Rewrite the items with every "instance" swapped for "occurrence", leaving all other text unchanged.

■ **Data extract**
════════════════
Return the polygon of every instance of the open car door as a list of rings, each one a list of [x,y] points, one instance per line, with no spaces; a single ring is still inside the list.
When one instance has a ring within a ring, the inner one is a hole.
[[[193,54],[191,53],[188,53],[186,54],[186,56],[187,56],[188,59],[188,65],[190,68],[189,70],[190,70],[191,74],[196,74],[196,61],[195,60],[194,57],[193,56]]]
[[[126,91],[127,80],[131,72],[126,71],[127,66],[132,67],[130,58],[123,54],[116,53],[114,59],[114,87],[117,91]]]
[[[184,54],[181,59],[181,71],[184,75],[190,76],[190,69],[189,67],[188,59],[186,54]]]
════════════════
■ **Solution to the exercise**
Return the polygon of every occurrence of the open car door as a list of rings, each one a list of [x,y] points, one occurrence per line, with no spaces; a single ring is still inside the list.
When one occurrence has a ring within a ring, the inner one is a hole.
[[[193,54],[191,53],[188,53],[186,54],[186,56],[187,56],[188,59],[188,65],[190,68],[189,70],[190,70],[191,74],[196,74],[196,61],[195,60],[194,57],[193,56]]]
[[[126,91],[127,80],[131,72],[126,71],[127,66],[132,67],[130,58],[123,54],[116,53],[114,59],[114,87],[117,91]]]
[[[184,54],[181,59],[181,71],[184,75],[190,76],[190,69],[189,67],[188,59],[186,54]]]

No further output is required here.